● **TRAVAIL À FAIRE**: Reprends mot pour mot l'intégralité de l'article sur la Silicon Valley face aux néonazis.

● **EXTRAIT DU TEXTE**:
----------
Haine sur Internet : après Charlottesville, la Silicon Valley agit contre les néonazis

Par Sylvain Rolland  |   |  938  mots
Les géants de la Tech ont décidé d'en finir avec les réactions tièdes et de traiter les groupes néonazis et suprémacistes sur la Toile avec la même rigueur que celle qu'ils appliquent pour les groupes terroristes ou faisant l'apologie du terrorisme.
En plus de condamner les violences de Charlottesville et la gestion de la crise par Donald Trump, les entreprises technologiques américaines abandonnent la logique de non-responsabilité et multiplient les actions contre l'expression de la haine sur leurs plateformes.

Jusqu'à l'élection de Donald Trump, les entreprises technologiques américaines, à commencer par les tout-puissants Gafa (Google, Apple, Facebook, Amazon), tenaient à afficher une certaine neutralité par rapport à la politique et aux mouvements sociétaux, visible par leur volonté de financer les campagnes électorales de candidats de tous bords et par leur réticence à s'engager dans la modération des contenus sur la Toile, pour ne pas être accusés de limiter la liberté d'expression.
----------
● **DONNÉES AFFICHÉES**:
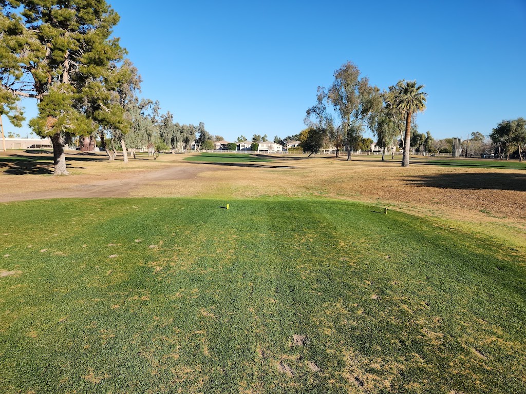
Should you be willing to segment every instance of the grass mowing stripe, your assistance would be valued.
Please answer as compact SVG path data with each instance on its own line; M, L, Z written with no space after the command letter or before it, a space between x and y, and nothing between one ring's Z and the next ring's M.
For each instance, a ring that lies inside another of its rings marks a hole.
----------
● **RÉSULTAT CI-DESSOUS**:
Haine sur Internet : après Charlottesville, la Silicon Valley agit contre les néonazis

Par Sylvain Rolland  |   |  938  mots
Les géants de la Tech ont décidé d'en finir avec les réactions tièdes et de traiter les groupes néonazis et suprémacistes sur la Toile avec la même rigueur que celle qu'ils appliquent pour les groupes terroristes ou faisant l'apologie du terrorisme.
En plus de condamner les violences de Charlottesville et la gestion de la crise par Donald Trump, les entreprises technologiques américaines abandonnent la logique de non-responsabilité et multiplient les actions contre l'expression de la haine sur leurs plateformes.

Jusqu'à l'élection de Donald Trump, les entreprises technologiques américaines, à commencer par les tout-puissants Gafa (Google, Apple, Facebook, Amazon), tenaient à afficher une certaine neutralité par rapport à la politique et aux mouvements sociétaux, visible par leur volonté de financer les campagnes électorales de candidats de tous bords et par leur réticence à s'engager dans la modération des contenus sur la Toile, pour ne pas être accusés de limiter la liberté d'expression.